ACTIVITY → Your task is to transcribe all of the data below exactly, omitting the images.

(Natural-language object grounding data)
-.-.-

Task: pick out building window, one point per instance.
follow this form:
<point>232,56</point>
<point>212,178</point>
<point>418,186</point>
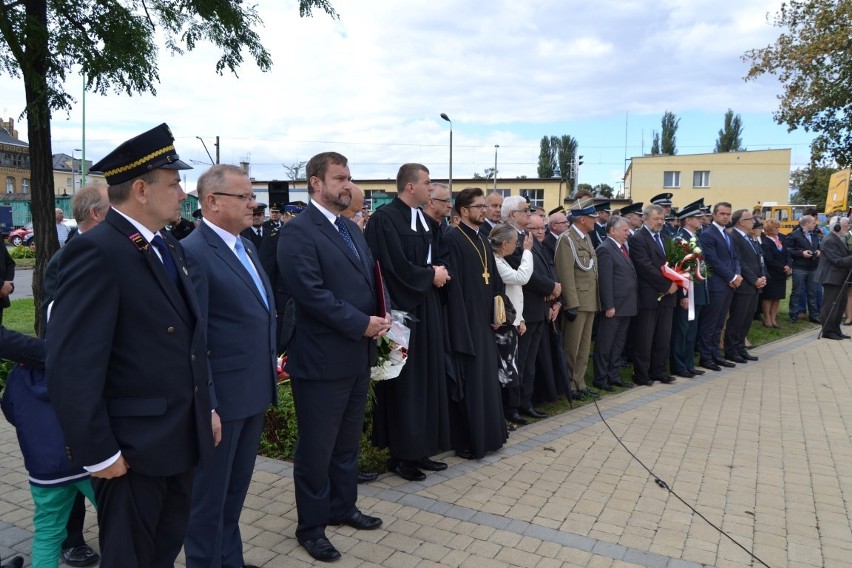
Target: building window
<point>671,179</point>
<point>700,179</point>
<point>536,197</point>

-.-.-

EXERCISE OUTPUT →
Task: pick out building window, one point per instance.
follow this form:
<point>232,56</point>
<point>212,178</point>
<point>418,186</point>
Target: building window
<point>671,179</point>
<point>700,179</point>
<point>536,197</point>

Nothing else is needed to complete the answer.